TASK DIRECTIONS: Find each line of the records below that contains the word "green" and copy that line in full. Letter case matters, so a line counts only if its capitalization matches.

MATERIAL TO PROCESS:

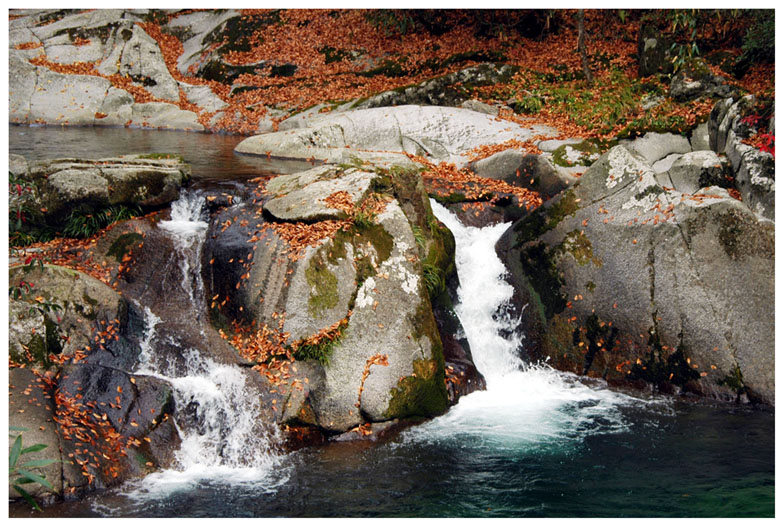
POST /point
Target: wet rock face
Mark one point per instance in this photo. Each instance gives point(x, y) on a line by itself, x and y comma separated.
point(619, 269)
point(754, 170)
point(76, 392)
point(364, 270)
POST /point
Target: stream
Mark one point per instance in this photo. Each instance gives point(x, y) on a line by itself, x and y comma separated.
point(536, 443)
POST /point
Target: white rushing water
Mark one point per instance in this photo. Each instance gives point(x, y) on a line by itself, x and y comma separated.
point(217, 412)
point(188, 227)
point(524, 404)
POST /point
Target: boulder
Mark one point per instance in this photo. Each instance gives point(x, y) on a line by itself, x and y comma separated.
point(754, 169)
point(632, 282)
point(65, 185)
point(446, 90)
point(447, 134)
point(654, 146)
point(367, 277)
point(72, 386)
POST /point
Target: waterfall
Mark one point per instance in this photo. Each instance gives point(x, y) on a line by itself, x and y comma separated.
point(524, 404)
point(188, 227)
point(217, 412)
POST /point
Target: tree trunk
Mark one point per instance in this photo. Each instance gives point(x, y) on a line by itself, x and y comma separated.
point(581, 46)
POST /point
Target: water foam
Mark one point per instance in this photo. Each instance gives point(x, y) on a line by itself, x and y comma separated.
point(524, 404)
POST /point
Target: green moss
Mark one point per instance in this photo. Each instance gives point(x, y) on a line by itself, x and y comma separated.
point(324, 286)
point(653, 189)
point(578, 245)
point(734, 380)
point(422, 394)
point(660, 367)
point(123, 244)
point(539, 266)
point(321, 351)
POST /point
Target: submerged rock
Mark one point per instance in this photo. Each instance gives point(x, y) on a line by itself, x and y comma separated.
point(627, 280)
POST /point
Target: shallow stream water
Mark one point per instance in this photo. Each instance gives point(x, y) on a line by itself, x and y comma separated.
point(536, 443)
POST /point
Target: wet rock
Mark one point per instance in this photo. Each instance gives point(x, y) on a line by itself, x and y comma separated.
point(617, 269)
point(754, 170)
point(446, 90)
point(696, 170)
point(655, 146)
point(306, 200)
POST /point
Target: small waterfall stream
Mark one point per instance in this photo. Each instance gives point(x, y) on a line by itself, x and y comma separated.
point(217, 412)
point(524, 403)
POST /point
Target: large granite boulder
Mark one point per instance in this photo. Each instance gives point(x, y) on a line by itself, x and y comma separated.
point(74, 343)
point(444, 134)
point(754, 169)
point(632, 282)
point(61, 186)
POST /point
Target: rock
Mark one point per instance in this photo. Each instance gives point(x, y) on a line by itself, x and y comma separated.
point(29, 408)
point(619, 270)
point(695, 170)
point(700, 138)
point(64, 185)
point(446, 90)
point(655, 146)
point(663, 165)
point(164, 116)
point(442, 133)
point(754, 170)
point(479, 106)
point(525, 170)
point(306, 199)
point(368, 279)
point(80, 384)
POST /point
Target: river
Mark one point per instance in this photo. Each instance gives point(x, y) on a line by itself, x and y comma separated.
point(536, 443)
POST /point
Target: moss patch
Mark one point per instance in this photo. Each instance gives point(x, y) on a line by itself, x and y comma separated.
point(422, 394)
point(578, 245)
point(544, 219)
point(324, 286)
point(123, 244)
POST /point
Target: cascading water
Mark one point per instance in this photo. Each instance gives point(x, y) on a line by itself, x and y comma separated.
point(217, 413)
point(188, 226)
point(523, 403)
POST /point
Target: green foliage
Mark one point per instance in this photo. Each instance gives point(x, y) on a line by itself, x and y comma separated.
point(759, 44)
point(81, 224)
point(434, 279)
point(27, 472)
point(393, 22)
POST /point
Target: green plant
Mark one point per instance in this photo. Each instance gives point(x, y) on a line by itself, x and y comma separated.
point(24, 473)
point(81, 224)
point(434, 279)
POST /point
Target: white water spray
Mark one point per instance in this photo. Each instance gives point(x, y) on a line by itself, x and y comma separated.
point(218, 412)
point(523, 404)
point(188, 228)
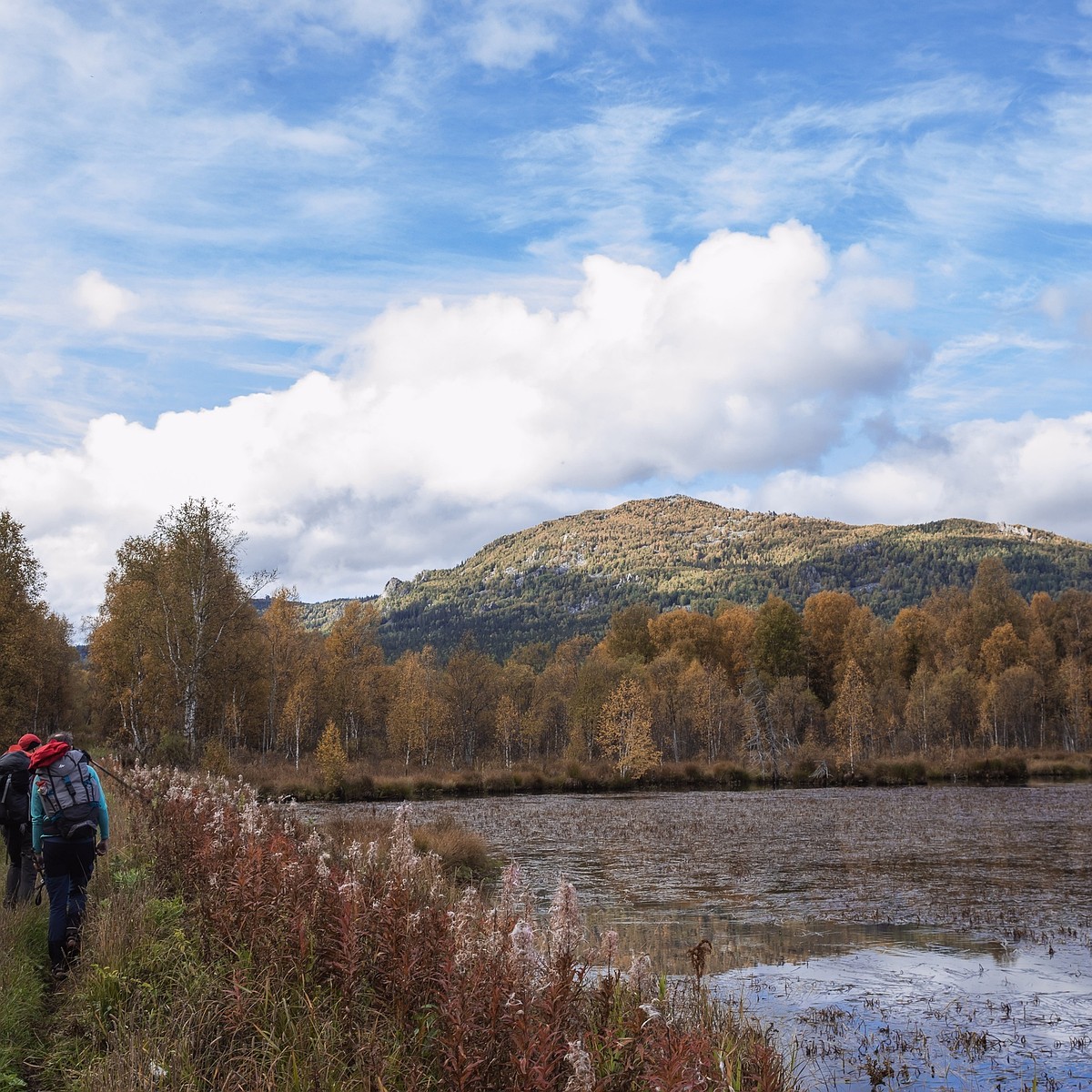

SOLUTION BELOW:
Target: green moss
Target: green foliage
Target: green plant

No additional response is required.